Recorded data -
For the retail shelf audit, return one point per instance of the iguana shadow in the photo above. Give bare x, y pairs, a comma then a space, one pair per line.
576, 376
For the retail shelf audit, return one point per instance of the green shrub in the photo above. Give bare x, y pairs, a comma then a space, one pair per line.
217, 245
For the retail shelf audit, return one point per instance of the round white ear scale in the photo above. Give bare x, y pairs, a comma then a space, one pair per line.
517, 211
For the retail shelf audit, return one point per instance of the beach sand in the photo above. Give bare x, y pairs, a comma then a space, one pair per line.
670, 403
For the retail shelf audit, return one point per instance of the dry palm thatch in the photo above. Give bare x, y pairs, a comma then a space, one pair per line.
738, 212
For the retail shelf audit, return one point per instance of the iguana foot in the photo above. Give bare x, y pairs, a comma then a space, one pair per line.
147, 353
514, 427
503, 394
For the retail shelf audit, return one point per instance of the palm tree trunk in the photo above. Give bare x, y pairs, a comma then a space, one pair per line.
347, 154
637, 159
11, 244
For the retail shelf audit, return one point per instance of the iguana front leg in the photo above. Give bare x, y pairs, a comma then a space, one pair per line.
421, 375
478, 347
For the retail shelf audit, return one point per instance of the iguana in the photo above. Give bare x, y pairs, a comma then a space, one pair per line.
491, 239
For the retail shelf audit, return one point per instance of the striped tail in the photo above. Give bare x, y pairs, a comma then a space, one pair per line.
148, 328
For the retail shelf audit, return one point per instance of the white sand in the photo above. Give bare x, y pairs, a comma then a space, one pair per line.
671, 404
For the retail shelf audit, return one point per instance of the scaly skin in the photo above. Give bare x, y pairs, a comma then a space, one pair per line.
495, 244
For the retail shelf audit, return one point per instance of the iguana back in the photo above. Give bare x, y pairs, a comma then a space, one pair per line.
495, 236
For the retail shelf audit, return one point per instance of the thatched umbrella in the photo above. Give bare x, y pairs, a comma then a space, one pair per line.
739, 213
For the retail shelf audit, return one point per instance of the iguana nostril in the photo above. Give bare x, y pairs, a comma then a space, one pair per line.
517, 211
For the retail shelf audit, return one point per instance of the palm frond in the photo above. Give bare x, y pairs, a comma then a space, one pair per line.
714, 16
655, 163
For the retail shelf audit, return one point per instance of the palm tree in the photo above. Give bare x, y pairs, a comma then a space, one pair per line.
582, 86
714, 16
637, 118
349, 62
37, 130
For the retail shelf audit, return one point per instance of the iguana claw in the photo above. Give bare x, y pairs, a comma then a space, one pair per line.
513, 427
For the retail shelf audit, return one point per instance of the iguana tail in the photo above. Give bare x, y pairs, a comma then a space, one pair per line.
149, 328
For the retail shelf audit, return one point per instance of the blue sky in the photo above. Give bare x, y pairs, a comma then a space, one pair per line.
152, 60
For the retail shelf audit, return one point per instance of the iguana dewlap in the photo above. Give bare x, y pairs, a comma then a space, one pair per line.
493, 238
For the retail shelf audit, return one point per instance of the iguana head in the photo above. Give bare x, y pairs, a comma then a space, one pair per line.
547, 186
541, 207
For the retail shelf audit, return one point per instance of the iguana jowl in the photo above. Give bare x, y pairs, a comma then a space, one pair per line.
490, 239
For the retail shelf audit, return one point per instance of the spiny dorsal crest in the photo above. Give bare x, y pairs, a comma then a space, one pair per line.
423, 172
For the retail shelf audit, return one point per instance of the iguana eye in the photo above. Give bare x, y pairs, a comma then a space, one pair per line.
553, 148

Assignment -
Whatever appears in the lines above should be copied exactly.

Task result -
For the retail shelf audit, return one point per instance of the iguana shadow in the photo above. Give bare x, y pairs, a comma then a space, one pair per line.
576, 376
For the retail shelf audit, return one point per instance of the green shrub in the photo above. Give bare x, y pairs, a comma then a space, one pair per line.
217, 245
For the retail shelf audit, return one point per instance of the round white ear scale in the photo above. Give bare x, y pairs, a comma then a space, one pair per line.
517, 211
For the retail shelf audit, return one point per instance of the beach sand in the photo above. Give bare x, y pairs, a comma then a space, one pair per line.
670, 403
For the retail shelf audit, return one point per instance of the dry palm thatch in the photo above. Give bare x, y pairs, a comma then a space, one pair per line.
738, 212
For the retail shelf audit, return one point per instance of the iguana foot in the photo above. Give bare x, y pairs, a comma then a space, one pair per line.
147, 353
514, 427
503, 394
For the retail shelf audit, return one point per instance of the palm tree trunk in the photo above. Give bare x, y pairs, a comma then a space, one pair per line.
347, 154
637, 159
11, 244
For the retail shelf audit, return one point per instance of the iguana front leg in the photo above. Give bare x, y pairs, a comma then a space, one pair per line.
421, 375
478, 347
For the retail shelf audit, return one point per instance of the iguana in the photo above. Give bare x, y pairs, a comma then a space, one pair per line.
491, 239
For the retail shelf audit, return one point per instance of the striped tail in the photo above. Give bare x, y pairs, a comma then a space, one pair per line.
148, 328
For the retail shelf audit, return one point per instance of the white sand in the photo above. Give bare x, y pairs, a comma then a space, one pair per line.
671, 404
For the retail shelf audit, return one point per instance of the scaly skin in the photo above. Give bare x, y pairs, a comma then a space, one pair per line.
495, 244
For the retail shelf audit, return one point per instance of the iguana back in the photo above. Give bare x, y pairs, a comma then a space, one pair per line.
495, 236
For the retail shelf audit, return one point per instance of the thatched umbrella in the photo above. Give bare x, y pairs, a comma then a space, one pair per line.
739, 213
For the retail shelf audit, return one point per instance of the iguana nostril in the photo above. Give bare x, y pairs, a comma then a space, one pair per line.
517, 211
For the retail shelf audit, return one point per instance of the palm frond in the photo above. Give bare x, y pairs, a comma then a space, one pair per line.
714, 16
655, 163
For the retail shelf audit, return one point per instance of the palm tree in the photo above. Give bare x, y pairs, a comma then a space, one pair per line.
582, 86
714, 16
637, 118
349, 62
37, 130
For the retail shelf audit, return one point per instance of the iguana claw in the photo above. Give bare x, y pairs, a comma then a space, one pair per line.
513, 427
For the retail shelf audit, return one point per instance of the iguana tail in the photo above. Give bare x, y pairs, a comma then a space, one pair per line.
149, 328
For the retail shelf audit, return one point per instance of the blue sky in the photo above. Give bare x, y pairs, a comma then a space, one pair per line.
152, 60
For the retail shelf audit, return one point per instance of the iguana dewlap in the photo above. Give bare x, y pairs, a comma then a space, one pair per line.
493, 238
For the retail shelf audit, return one point per instance of the iguana head in the photo above. Give bare x, y pairs, a comma then a space, one pair per line.
547, 186
541, 207
For the retail shelf audit, return one point per instance of the iguana jowl in the photo above. Give bare x, y pairs, a comma then a space, one pair per line.
490, 239
For the retail shelf audit, return one point per instance of the spiny dorsal crest in the photo above. Give bare x, y pairs, a comma then a space, one pair per line.
423, 172
For the retail shelf audit, return one point per instance of the iguana eye in the photo above. Give bare x, y pairs, a comma then a space, one pair per line.
553, 148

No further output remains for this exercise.